* Entries shown:
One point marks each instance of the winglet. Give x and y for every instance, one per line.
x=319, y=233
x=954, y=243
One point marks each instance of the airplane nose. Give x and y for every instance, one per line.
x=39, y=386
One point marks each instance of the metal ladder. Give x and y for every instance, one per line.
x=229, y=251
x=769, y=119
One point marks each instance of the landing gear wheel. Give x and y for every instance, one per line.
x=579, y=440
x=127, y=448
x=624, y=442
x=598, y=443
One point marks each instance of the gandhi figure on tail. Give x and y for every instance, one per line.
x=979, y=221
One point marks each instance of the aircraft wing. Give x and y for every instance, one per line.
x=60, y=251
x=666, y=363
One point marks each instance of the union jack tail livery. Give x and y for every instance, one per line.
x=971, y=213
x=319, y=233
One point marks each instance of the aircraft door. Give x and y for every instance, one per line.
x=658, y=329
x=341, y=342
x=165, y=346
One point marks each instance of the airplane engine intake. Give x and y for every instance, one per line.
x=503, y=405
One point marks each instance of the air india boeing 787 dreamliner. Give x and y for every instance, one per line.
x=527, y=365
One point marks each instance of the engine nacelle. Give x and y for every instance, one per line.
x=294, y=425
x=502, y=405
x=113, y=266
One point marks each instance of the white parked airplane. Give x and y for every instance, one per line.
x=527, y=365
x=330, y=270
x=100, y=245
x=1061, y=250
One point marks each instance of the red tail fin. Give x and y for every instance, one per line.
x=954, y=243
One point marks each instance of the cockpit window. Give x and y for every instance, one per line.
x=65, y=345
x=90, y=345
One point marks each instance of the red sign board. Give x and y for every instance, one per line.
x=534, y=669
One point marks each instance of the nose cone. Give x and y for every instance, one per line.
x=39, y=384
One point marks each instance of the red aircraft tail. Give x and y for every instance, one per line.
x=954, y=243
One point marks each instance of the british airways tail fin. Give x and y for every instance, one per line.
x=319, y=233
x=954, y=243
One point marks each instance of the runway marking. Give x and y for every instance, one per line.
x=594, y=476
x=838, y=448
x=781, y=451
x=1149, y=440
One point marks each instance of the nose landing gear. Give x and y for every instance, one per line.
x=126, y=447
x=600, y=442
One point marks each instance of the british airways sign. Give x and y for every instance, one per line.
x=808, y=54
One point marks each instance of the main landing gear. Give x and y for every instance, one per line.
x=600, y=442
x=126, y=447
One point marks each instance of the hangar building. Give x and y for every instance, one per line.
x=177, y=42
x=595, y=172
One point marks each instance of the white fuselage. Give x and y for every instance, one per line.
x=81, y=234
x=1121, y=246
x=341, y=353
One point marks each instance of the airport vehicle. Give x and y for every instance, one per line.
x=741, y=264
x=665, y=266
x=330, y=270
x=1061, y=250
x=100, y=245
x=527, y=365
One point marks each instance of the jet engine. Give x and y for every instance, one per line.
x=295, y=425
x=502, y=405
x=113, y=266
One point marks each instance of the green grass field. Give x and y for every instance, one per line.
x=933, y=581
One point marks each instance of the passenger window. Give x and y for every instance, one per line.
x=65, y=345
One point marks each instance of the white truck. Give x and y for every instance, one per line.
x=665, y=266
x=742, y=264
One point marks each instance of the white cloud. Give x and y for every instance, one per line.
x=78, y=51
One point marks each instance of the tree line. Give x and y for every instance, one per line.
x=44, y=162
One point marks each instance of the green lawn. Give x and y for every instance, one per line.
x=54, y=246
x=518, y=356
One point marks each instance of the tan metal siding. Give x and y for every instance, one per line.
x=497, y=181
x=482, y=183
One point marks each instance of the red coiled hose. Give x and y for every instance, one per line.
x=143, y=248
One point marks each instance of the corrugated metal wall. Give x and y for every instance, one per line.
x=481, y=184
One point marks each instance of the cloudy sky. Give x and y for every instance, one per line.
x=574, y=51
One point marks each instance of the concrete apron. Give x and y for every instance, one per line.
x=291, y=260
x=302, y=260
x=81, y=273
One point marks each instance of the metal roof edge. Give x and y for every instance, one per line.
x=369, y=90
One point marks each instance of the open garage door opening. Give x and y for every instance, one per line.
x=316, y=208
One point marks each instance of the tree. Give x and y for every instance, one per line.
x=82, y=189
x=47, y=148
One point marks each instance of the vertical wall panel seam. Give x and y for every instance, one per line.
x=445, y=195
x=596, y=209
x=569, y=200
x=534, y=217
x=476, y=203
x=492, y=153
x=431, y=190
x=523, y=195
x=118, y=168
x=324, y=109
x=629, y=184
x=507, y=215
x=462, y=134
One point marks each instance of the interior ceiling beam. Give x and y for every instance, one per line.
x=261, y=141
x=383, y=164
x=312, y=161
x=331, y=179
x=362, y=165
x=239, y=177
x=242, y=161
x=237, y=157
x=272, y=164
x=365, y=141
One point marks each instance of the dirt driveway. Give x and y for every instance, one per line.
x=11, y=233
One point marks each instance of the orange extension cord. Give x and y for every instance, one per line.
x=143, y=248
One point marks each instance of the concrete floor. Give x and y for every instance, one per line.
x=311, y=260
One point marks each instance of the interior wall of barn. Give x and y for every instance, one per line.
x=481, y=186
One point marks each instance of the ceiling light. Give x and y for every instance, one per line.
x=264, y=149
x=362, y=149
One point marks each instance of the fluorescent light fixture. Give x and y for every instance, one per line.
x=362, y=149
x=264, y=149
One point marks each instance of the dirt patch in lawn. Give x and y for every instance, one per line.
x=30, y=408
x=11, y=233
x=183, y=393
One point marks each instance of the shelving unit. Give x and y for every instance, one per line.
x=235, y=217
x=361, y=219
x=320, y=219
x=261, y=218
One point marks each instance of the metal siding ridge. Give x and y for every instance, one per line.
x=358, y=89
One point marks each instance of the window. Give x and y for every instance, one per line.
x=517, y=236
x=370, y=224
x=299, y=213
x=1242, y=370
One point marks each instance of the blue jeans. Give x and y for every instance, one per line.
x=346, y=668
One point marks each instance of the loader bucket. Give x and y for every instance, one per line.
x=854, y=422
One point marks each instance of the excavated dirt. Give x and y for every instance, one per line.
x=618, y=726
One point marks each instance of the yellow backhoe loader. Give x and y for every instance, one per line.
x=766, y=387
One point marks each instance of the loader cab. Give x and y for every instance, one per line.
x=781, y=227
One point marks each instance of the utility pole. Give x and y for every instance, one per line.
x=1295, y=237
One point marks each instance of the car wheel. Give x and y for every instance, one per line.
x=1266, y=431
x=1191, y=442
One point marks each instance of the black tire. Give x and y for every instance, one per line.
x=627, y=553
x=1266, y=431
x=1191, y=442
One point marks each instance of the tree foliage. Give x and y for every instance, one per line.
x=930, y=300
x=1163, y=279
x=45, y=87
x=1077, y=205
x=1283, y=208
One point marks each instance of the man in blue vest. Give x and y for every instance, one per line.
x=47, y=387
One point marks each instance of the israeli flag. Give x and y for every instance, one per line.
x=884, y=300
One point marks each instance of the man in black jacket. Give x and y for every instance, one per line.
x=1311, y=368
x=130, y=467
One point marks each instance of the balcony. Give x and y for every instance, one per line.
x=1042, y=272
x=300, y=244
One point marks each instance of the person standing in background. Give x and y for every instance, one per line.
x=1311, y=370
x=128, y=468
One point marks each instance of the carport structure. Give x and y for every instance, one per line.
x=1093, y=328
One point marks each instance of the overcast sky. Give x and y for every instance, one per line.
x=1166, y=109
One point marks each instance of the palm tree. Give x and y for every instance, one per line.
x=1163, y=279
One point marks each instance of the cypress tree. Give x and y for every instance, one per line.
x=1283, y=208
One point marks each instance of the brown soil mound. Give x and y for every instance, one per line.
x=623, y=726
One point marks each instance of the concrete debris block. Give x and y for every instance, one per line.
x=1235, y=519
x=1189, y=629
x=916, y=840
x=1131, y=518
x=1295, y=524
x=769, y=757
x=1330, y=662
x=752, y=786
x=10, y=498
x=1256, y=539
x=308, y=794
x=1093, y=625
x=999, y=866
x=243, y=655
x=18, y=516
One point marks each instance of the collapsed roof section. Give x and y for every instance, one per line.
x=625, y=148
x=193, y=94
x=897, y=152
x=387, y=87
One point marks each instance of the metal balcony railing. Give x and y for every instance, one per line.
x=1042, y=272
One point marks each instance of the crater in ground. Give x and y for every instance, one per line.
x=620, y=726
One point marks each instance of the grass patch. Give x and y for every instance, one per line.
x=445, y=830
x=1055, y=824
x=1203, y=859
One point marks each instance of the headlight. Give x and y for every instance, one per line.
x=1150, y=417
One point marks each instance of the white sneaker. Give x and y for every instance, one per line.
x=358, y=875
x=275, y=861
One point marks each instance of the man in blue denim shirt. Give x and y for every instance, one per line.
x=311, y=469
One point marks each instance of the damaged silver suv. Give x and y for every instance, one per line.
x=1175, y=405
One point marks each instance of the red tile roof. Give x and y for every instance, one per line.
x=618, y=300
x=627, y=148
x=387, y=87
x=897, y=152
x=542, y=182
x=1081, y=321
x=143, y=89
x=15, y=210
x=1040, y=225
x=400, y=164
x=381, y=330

* Problem to work on: Restate word for word the lines running from the line that holds "One point marks each instance of the grass" to the final line of the entries.

* Solution to the exercise:
One point marks each instance of the grass patch. Give x and y for every instance, one per line.
x=445, y=830
x=1055, y=824
x=1203, y=859
One point marks each instance of the headlight. Give x and y for every instance, one per line.
x=1150, y=417
One point marks each instance of the white sneaker. Give x and y for every instance, one per line.
x=358, y=875
x=275, y=861
One point marks each instance of the man in blue denim shirt. Give x and y for every instance, one per line.
x=311, y=469
One point marks each instance of the damaged silver suv. Give x and y for every instance, one per line.
x=1175, y=405
One point marks each instance of the red tile roof. Give x and y for every instance, one per line.
x=618, y=300
x=627, y=148
x=387, y=87
x=897, y=152
x=542, y=182
x=1081, y=321
x=143, y=89
x=15, y=210
x=1040, y=225
x=400, y=164
x=381, y=330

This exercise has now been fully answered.